Exercise prompt
Turn the part of the data that opens with the line containing "Spot the yellow" and runs to the end of the data into a Markdown table with the columns Row and Line. Put one line per row, number the rows, and leave out blank lines.

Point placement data
··········

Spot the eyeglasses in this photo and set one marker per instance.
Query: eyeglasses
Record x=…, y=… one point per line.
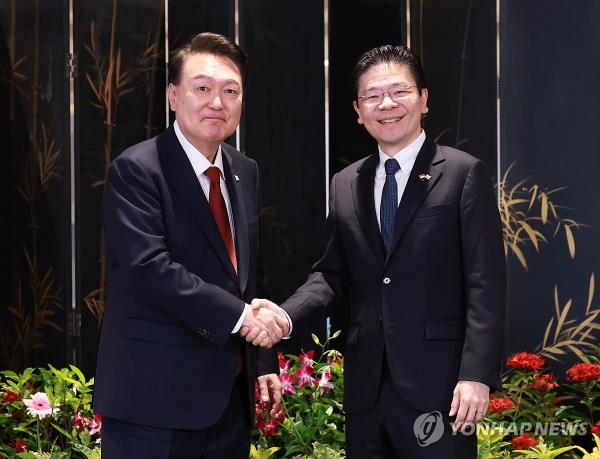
x=374, y=97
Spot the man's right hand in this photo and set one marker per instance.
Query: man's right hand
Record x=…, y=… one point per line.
x=263, y=326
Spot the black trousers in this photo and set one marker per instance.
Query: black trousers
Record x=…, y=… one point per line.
x=393, y=429
x=229, y=438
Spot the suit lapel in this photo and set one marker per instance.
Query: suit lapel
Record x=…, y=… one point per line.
x=180, y=175
x=238, y=209
x=362, y=193
x=429, y=161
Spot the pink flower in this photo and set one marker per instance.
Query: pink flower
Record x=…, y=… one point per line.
x=284, y=365
x=19, y=446
x=287, y=383
x=304, y=376
x=10, y=397
x=500, y=404
x=306, y=358
x=39, y=405
x=268, y=429
x=523, y=442
x=85, y=424
x=323, y=382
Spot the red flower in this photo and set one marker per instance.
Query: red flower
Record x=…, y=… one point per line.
x=256, y=391
x=279, y=416
x=544, y=383
x=324, y=382
x=306, y=358
x=524, y=441
x=19, y=446
x=10, y=397
x=499, y=405
x=287, y=383
x=584, y=372
x=525, y=361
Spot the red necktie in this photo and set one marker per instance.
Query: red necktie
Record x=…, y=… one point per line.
x=219, y=210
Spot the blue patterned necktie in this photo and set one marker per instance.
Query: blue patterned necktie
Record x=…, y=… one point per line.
x=389, y=202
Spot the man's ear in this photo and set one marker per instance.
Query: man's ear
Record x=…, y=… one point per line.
x=357, y=110
x=172, y=95
x=424, y=99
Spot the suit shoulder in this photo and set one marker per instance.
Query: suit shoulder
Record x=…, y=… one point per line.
x=458, y=156
x=140, y=159
x=349, y=172
x=140, y=153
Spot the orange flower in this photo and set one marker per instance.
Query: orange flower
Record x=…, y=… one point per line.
x=525, y=361
x=545, y=383
x=584, y=372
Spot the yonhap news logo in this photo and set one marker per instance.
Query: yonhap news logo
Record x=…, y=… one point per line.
x=428, y=428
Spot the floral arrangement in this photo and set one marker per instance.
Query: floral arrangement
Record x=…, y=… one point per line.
x=536, y=416
x=46, y=413
x=311, y=420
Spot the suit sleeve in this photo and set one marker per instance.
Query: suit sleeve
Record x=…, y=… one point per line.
x=328, y=279
x=137, y=239
x=485, y=279
x=266, y=359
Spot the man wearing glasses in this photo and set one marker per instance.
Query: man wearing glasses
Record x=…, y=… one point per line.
x=413, y=256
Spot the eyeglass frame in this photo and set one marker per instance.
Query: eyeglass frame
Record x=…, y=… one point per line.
x=382, y=94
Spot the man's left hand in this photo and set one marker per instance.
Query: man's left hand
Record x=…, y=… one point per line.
x=469, y=403
x=270, y=391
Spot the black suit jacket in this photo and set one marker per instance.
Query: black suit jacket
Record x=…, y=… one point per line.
x=434, y=307
x=166, y=355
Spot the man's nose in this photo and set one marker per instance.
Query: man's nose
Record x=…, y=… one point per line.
x=387, y=102
x=215, y=102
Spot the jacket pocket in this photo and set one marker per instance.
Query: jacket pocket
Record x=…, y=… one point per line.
x=155, y=332
x=445, y=329
x=432, y=211
x=352, y=335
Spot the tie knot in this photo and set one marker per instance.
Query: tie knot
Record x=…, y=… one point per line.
x=214, y=174
x=391, y=166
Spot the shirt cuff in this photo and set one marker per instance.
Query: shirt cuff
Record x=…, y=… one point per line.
x=476, y=382
x=240, y=321
x=289, y=335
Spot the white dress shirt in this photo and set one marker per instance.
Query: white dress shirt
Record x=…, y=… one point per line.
x=200, y=164
x=406, y=159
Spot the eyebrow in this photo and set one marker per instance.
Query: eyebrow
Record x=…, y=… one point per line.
x=390, y=86
x=207, y=77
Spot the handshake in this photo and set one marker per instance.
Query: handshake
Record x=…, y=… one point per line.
x=265, y=323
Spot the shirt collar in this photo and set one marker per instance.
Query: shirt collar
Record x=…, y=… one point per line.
x=195, y=156
x=405, y=157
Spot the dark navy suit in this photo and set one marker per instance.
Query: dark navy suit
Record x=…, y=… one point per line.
x=166, y=356
x=428, y=313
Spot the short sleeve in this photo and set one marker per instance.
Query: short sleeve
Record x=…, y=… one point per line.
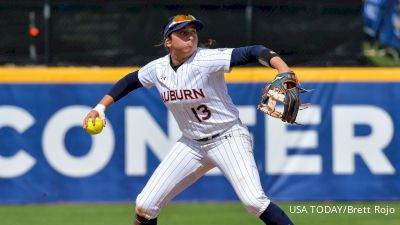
x=147, y=74
x=214, y=60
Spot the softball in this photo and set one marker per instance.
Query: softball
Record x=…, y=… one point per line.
x=96, y=128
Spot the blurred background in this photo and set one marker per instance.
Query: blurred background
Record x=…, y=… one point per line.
x=124, y=33
x=59, y=57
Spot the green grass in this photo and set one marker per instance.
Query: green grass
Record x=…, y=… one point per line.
x=190, y=214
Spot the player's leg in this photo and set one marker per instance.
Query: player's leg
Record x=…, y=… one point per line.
x=234, y=157
x=181, y=167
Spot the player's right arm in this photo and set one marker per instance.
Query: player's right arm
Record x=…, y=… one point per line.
x=258, y=53
x=125, y=85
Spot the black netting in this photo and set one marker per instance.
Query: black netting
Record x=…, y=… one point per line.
x=124, y=33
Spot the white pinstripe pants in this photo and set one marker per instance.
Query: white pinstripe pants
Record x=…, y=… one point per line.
x=188, y=160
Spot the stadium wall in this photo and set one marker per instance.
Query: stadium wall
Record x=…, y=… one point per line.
x=348, y=148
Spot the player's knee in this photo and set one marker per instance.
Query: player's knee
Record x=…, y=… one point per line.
x=146, y=209
x=256, y=205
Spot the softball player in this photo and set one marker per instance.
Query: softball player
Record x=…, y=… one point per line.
x=191, y=83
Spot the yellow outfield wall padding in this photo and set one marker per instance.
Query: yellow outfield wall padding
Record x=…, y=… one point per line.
x=237, y=75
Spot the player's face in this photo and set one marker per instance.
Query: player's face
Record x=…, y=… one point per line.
x=184, y=41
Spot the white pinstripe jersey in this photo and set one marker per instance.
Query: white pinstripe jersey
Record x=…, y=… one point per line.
x=196, y=93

··········

Response below
| Row | Line |
|---|---|
| 1 | Spot the yellow outfield wall padding in this photo and set one marker per instance. |
| 2 | Query: yellow outfield wall padding |
| 3 | Record x=…, y=… one point per line. |
| 4 | x=237, y=75 |
| 5 | Spot the player's face in this photo and set one marker per instance. |
| 6 | Query: player's face |
| 7 | Record x=…, y=… one point per line. |
| 8 | x=184, y=41 |
| 9 | Spot the white pinstripe jersey in this photo and set one marker per instance. |
| 10 | Query: white pinstripe jersey |
| 11 | Record x=…, y=… one point per line. |
| 12 | x=196, y=93 |